Kann ein Patient aufgrund der Harninkontinenz seine Blase nicht mehr kontrollieren, so kann das bioelektronisches Implantat jederzeit das Blasenvolumen messen und eine Meldung senden, wann eine Person auf die Toilette gehen sollte. Darüber hinaus könnte es ungewolltes Entleeren der Blase durch Hochfrequenzstimulation des betreffenden Nervs stoppen.
Daten aus dem Körper senden
Damit das möglich wird, arbeitet das Team um Vasiliki Giagka, Gruppenleiterin am Fraunhofer-Institut IZM, zusammen mit Forschern der TU Delft an miniaturisierter, flexibler und vor allem langlebiger Elektronik. Solche Elektroniksysteme müssen einerseits über eine Sensoreinheit verfügen, die das Blasenvolumen erfasst und verarbeitet. Darüber hinaus muss die Elektronik die Daten drahtlos aus dem Körper senden. Das ist problematisch, da das menschliche Innenleben mit seinen Organen und Körperflüssigkeiten für das Senden von Funksignalen äußerst ungünstig ist.
Und eine weitere wichtige Funktion muss drahtlos erfolgen: das Laden des Implantats durch Ultraschall. Dabei versetzen Ultraschallwellen winzige Schwingkörper im Implantat in Bewegung und verformen es. Diese elastische Verformung wird in Strom umgewandelt.
Außerdem können solche Mikroimplantate durch Elektroden Nervenzellen ansteuern und durch elektrische Impulse physiologische Abläufe aktivieren. Die flexiblen Elektroden sind mit bis zu zehn Mikrometer dünnen Mikrochips verbunden. Ziel ist es, hierdurch Feedback-Schleifen zwischen Nervenzellen und den Mikroimplantaten zu erzeugen und somit personalisierte und lokale Therapien für die Patienten zu entwickeln. Um an den neuronalen Schnittstellen Abstoßungsreaktionen des Körpers zu vermeiden, verwenden die Bioelektroniker um Giagka biokompatible Materialien wie Polymere, Edelmetalle und Silizium für die Elektronik.

AUFGABENSTELLUNG:
Beantworte bitte die folgenden Fragen mithilfe des Textauszugs.
(a) Auf welche Weise wird das Implantat geladen?
(b) Mit Forschern welcher Hochschule arbeitet das Team um Vasiliki Giagka zusammen?
(c) Wie dünn sind die Mikrochips, mit denen die flexiblen Elektroden verbunden sind?

EXTRAHIERTES MATERIAL:
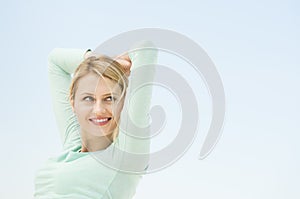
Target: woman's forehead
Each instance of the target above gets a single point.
(92, 83)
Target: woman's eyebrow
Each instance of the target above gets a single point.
(92, 94)
(114, 94)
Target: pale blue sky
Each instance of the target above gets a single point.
(255, 46)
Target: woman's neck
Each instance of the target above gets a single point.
(93, 143)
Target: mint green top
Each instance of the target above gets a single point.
(77, 175)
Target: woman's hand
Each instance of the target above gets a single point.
(125, 62)
(122, 59)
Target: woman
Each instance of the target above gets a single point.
(91, 126)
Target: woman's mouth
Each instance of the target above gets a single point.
(100, 121)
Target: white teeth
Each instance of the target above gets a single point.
(101, 120)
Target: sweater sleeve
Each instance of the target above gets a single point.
(134, 132)
(61, 64)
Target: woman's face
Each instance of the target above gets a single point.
(97, 105)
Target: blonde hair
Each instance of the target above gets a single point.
(103, 66)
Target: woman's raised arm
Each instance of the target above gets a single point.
(61, 64)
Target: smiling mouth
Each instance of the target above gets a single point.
(100, 121)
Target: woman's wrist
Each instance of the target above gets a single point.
(87, 53)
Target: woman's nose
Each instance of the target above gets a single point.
(99, 108)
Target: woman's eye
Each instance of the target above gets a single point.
(88, 99)
(110, 98)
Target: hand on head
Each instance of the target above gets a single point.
(122, 59)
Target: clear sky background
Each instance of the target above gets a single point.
(254, 45)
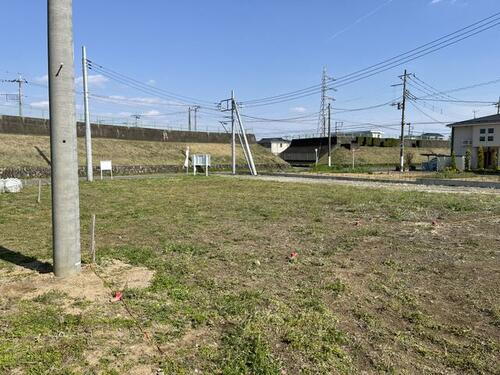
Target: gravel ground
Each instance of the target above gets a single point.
(370, 184)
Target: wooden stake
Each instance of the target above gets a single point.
(39, 191)
(92, 239)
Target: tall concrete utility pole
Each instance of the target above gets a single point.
(189, 118)
(322, 115)
(20, 94)
(329, 136)
(403, 109)
(88, 132)
(195, 110)
(233, 136)
(63, 145)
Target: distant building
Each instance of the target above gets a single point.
(364, 133)
(479, 132)
(275, 145)
(432, 136)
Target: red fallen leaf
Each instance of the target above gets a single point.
(117, 296)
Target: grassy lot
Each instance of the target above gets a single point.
(27, 150)
(384, 281)
(365, 156)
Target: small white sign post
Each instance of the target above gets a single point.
(106, 165)
(202, 161)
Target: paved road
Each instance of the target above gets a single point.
(373, 184)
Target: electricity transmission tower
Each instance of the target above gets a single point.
(20, 80)
(323, 112)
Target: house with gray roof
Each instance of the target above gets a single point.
(475, 133)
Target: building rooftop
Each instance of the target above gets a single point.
(493, 119)
(432, 135)
(266, 140)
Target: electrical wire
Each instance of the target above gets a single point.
(388, 64)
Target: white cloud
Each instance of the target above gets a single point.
(433, 2)
(298, 109)
(152, 112)
(42, 79)
(40, 105)
(96, 80)
(147, 101)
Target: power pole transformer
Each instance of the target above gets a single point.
(63, 143)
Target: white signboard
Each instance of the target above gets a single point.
(106, 165)
(202, 160)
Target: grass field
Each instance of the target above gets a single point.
(379, 155)
(27, 150)
(384, 281)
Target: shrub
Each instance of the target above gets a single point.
(480, 158)
(494, 160)
(409, 156)
(468, 157)
(453, 162)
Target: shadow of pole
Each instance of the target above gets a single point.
(22, 260)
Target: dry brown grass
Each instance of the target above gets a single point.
(385, 281)
(380, 155)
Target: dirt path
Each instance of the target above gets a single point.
(376, 185)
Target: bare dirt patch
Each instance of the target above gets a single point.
(23, 283)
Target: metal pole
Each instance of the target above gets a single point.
(233, 138)
(253, 170)
(402, 148)
(20, 93)
(329, 137)
(92, 239)
(88, 132)
(63, 144)
(195, 118)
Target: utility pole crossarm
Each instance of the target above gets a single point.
(402, 106)
(88, 130)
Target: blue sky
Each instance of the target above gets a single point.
(203, 49)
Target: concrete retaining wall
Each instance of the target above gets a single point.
(127, 170)
(460, 183)
(36, 126)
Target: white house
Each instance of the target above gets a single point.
(432, 136)
(364, 133)
(275, 145)
(472, 134)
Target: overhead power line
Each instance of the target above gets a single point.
(416, 53)
(122, 78)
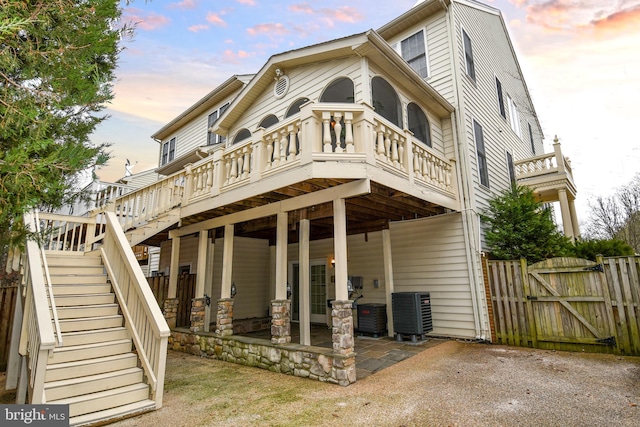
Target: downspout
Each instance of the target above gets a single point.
(464, 187)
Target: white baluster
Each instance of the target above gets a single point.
(326, 138)
(246, 170)
(380, 144)
(269, 154)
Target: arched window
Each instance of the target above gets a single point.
(268, 121)
(242, 135)
(295, 107)
(339, 90)
(418, 123)
(386, 101)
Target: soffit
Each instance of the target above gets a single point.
(412, 17)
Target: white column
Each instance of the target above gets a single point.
(304, 283)
(574, 218)
(208, 286)
(340, 248)
(281, 256)
(566, 215)
(388, 278)
(173, 269)
(227, 262)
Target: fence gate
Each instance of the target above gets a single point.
(570, 304)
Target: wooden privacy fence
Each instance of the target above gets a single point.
(185, 293)
(567, 304)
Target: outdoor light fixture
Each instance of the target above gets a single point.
(234, 290)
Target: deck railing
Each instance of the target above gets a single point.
(545, 164)
(320, 132)
(143, 317)
(37, 339)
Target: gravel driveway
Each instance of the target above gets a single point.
(451, 384)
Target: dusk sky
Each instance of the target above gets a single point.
(580, 59)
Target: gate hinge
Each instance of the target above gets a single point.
(597, 267)
(611, 341)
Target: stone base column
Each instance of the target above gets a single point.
(171, 311)
(342, 329)
(281, 321)
(198, 306)
(224, 317)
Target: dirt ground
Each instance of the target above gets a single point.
(451, 384)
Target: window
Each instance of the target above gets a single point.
(340, 90)
(511, 169)
(481, 153)
(295, 107)
(468, 56)
(268, 121)
(533, 146)
(386, 101)
(168, 151)
(514, 117)
(413, 50)
(503, 113)
(214, 138)
(242, 135)
(418, 123)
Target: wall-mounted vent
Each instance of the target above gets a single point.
(281, 87)
(411, 314)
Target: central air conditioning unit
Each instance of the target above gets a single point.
(372, 319)
(411, 314)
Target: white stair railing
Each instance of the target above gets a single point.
(37, 339)
(143, 317)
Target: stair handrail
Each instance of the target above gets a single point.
(144, 360)
(143, 317)
(37, 339)
(47, 277)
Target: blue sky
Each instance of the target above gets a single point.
(580, 58)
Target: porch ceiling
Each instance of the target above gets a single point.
(367, 213)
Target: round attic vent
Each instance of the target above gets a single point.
(281, 87)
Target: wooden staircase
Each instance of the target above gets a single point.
(96, 370)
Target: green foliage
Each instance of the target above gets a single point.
(57, 62)
(519, 227)
(588, 249)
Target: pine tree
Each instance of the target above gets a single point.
(520, 227)
(57, 62)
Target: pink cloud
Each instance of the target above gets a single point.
(270, 29)
(149, 22)
(198, 28)
(184, 4)
(340, 14)
(215, 19)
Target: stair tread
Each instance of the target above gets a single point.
(92, 345)
(77, 363)
(77, 319)
(90, 378)
(98, 395)
(114, 413)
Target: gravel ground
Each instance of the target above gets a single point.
(451, 384)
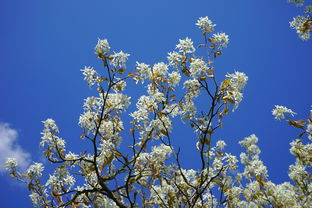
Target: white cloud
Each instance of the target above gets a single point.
(10, 148)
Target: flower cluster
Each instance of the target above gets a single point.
(149, 173)
(279, 112)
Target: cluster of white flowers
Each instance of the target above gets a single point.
(60, 179)
(91, 75)
(279, 112)
(102, 47)
(174, 59)
(119, 59)
(48, 136)
(205, 23)
(253, 165)
(198, 67)
(10, 164)
(222, 39)
(151, 169)
(37, 200)
(299, 24)
(192, 86)
(35, 170)
(185, 46)
(120, 85)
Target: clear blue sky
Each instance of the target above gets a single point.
(45, 43)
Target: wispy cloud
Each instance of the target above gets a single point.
(10, 148)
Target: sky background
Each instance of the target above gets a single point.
(45, 43)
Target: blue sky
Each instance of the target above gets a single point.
(45, 43)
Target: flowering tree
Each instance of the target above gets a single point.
(148, 173)
(302, 23)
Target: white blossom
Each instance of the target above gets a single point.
(198, 67)
(35, 170)
(10, 164)
(175, 78)
(102, 46)
(174, 59)
(279, 112)
(222, 39)
(299, 24)
(186, 46)
(90, 75)
(119, 59)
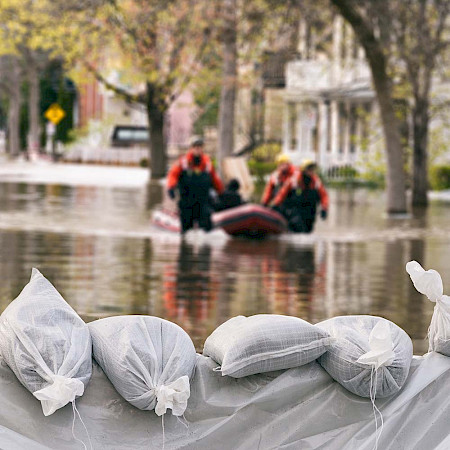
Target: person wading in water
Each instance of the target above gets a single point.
(193, 175)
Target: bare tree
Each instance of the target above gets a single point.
(229, 76)
(418, 28)
(359, 15)
(11, 84)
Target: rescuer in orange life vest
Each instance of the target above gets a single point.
(282, 174)
(298, 198)
(193, 175)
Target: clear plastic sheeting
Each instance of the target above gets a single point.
(429, 283)
(297, 408)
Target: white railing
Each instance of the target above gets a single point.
(108, 155)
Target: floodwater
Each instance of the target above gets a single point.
(96, 245)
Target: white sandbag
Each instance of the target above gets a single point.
(370, 356)
(429, 282)
(46, 344)
(148, 360)
(263, 343)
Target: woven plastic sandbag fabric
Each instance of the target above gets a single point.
(148, 360)
(262, 343)
(46, 344)
(351, 335)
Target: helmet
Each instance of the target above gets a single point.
(234, 185)
(308, 163)
(283, 158)
(197, 143)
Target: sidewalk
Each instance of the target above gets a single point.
(72, 174)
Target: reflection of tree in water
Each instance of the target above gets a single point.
(189, 292)
(269, 276)
(301, 262)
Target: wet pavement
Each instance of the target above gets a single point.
(88, 230)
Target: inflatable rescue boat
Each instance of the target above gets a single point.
(249, 220)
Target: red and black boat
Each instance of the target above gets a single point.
(249, 220)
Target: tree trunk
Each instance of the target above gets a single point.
(395, 174)
(14, 110)
(228, 92)
(395, 179)
(33, 109)
(156, 109)
(420, 157)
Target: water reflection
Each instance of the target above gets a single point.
(95, 244)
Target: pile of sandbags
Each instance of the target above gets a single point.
(151, 361)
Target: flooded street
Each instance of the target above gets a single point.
(92, 238)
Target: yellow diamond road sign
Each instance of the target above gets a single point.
(54, 113)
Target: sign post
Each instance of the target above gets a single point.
(54, 114)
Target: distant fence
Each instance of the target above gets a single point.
(118, 155)
(344, 172)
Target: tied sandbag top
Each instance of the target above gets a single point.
(46, 344)
(148, 360)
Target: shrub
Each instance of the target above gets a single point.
(266, 152)
(440, 177)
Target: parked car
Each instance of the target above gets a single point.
(130, 136)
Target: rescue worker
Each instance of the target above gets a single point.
(230, 198)
(305, 190)
(278, 178)
(193, 175)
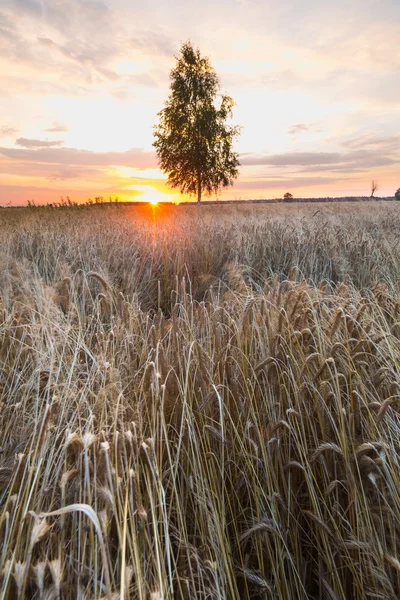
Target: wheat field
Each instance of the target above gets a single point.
(200, 402)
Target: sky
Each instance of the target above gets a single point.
(316, 86)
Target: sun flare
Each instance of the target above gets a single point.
(154, 197)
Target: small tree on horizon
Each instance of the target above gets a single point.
(193, 140)
(374, 187)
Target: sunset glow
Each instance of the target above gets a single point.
(82, 83)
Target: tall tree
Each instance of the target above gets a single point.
(193, 139)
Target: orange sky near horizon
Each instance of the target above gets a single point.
(316, 88)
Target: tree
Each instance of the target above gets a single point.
(193, 140)
(374, 187)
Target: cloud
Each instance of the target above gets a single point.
(29, 143)
(290, 182)
(300, 128)
(322, 161)
(292, 159)
(6, 131)
(134, 158)
(57, 128)
(385, 143)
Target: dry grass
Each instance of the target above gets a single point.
(203, 404)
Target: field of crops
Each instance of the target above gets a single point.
(200, 402)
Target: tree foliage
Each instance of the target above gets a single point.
(193, 140)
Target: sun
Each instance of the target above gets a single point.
(153, 197)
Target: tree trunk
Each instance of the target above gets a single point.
(198, 187)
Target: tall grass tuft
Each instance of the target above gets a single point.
(204, 405)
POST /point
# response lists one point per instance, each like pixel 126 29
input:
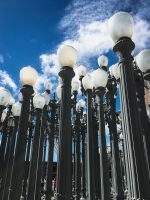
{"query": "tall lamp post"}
pixel 121 29
pixel 116 167
pixel 88 87
pixel 28 76
pixel 67 57
pixel 100 78
pixel 143 62
pixel 38 102
pixel 16 110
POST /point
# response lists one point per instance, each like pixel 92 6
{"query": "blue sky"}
pixel 32 30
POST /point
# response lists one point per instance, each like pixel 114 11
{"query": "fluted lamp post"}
pixel 28 77
pixel 143 62
pixel 88 87
pixel 16 111
pixel 100 78
pixel 67 57
pixel 81 71
pixel 38 102
pixel 116 164
pixel 121 30
pixel 5 97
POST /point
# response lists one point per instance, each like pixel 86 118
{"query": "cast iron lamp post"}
pixel 28 77
pixel 81 71
pixel 38 102
pixel 100 78
pixel 88 87
pixel 5 97
pixel 67 57
pixel 143 62
pixel 53 106
pixel 116 167
pixel 76 175
pixel 16 110
pixel 121 29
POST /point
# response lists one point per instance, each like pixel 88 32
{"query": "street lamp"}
pixel 143 62
pixel 112 124
pixel 121 30
pixel 102 61
pixel 38 102
pixel 100 78
pixel 81 71
pixel 5 97
pixel 16 111
pixel 88 87
pixel 67 57
pixel 28 76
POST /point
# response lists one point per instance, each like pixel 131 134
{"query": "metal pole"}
pixel 104 170
pixel 19 160
pixel 34 158
pixel 140 175
pixel 83 190
pixel 51 134
pixel 10 160
pixel 116 167
pixel 78 160
pixel 96 159
pixel 40 155
pixel 64 181
pixel 90 148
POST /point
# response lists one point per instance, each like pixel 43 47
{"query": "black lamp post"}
pixel 100 78
pixel 38 102
pixel 116 167
pixel 19 159
pixel 142 60
pixel 51 135
pixel 131 120
pixel 88 86
pixel 67 59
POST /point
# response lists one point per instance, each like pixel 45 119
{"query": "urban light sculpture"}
pixel 121 30
pixel 38 102
pixel 88 87
pixel 67 57
pixel 28 76
pixel 100 78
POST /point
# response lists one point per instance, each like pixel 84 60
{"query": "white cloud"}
pixel 1 58
pixel 50 69
pixel 6 80
pixel 92 40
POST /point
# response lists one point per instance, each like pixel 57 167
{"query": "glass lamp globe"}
pixel 12 101
pixel 47 97
pixel 110 70
pixel 143 60
pixel 47 85
pixel 120 25
pixel 28 76
pixel 75 85
pixel 58 91
pixel 5 97
pixel 87 82
pixel 102 61
pixel 67 56
pixel 81 103
pixel 16 109
pixel 38 101
pixel 100 78
pixel 116 71
pixel 81 70
pixel 4 114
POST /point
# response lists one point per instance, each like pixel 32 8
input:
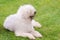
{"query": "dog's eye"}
pixel 35 12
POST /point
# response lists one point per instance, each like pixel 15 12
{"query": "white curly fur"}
pixel 21 23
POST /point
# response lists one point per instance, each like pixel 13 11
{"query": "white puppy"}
pixel 22 23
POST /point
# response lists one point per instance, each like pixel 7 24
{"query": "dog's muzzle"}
pixel 31 17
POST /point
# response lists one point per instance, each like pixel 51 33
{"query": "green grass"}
pixel 48 14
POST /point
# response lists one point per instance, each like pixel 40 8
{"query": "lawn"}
pixel 48 14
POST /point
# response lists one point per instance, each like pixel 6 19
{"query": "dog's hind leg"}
pixel 30 36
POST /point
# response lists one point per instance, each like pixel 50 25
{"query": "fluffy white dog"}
pixel 22 23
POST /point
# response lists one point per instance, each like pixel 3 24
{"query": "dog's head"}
pixel 27 11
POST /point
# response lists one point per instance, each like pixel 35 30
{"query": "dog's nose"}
pixel 35 12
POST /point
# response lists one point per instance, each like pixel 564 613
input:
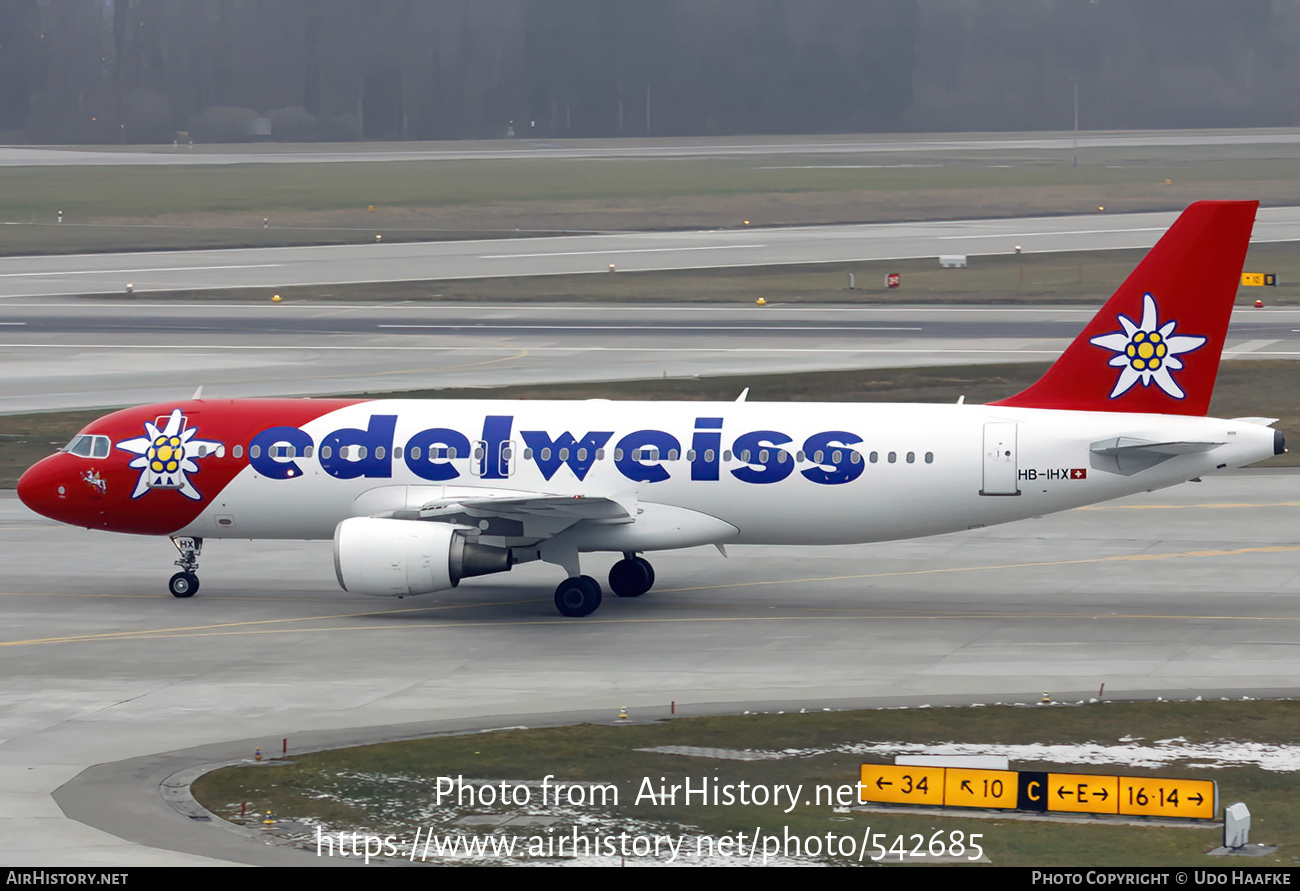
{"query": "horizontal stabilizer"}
pixel 1127 455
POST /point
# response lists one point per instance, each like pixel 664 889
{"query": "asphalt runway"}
pixel 1178 593
pixel 605 148
pixel 286 267
pixel 86 354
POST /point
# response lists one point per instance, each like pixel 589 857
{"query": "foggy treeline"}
pixel 142 70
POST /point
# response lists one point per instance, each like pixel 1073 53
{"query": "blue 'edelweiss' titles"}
pixel 440 454
pixel 1148 351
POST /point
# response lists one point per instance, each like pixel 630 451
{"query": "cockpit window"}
pixel 89 446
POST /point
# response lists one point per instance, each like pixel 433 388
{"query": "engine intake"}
pixel 397 558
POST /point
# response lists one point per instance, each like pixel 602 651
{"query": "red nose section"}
pixel 44 488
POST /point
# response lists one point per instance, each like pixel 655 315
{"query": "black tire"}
pixel 631 578
pixel 645 563
pixel 183 584
pixel 577 596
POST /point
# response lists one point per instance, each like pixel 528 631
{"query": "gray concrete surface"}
pixel 285 267
pixel 1186 592
pixel 76 354
pixel 593 148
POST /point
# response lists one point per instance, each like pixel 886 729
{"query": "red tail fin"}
pixel 1156 344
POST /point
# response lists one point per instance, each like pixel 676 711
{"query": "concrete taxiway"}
pixel 1179 593
pixel 286 267
pixel 79 354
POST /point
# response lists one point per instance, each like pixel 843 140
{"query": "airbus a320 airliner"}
pixel 419 494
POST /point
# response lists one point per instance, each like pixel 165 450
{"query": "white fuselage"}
pixel 775 472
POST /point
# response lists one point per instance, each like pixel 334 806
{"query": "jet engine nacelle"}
pixel 395 558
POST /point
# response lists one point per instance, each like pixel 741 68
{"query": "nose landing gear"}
pixel 186 583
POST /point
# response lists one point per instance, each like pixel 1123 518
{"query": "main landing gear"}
pixel 580 595
pixel 631 576
pixel 186 583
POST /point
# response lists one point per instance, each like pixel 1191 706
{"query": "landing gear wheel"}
pixel 183 584
pixel 577 596
pixel 631 576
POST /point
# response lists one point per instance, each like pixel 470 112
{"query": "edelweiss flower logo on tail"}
pixel 168 454
pixel 1148 351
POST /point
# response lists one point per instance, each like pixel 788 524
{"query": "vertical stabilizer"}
pixel 1155 346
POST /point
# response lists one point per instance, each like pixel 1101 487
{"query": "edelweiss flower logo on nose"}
pixel 1148 351
pixel 167 455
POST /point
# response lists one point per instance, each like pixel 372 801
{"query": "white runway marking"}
pixel 107 272
pixel 628 250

ANTWORT:
(a) Drahtlos durch Ultraschall.
(b) Mit Forschern der TU Delft.
(c) Bis zu zehn Mikrometer.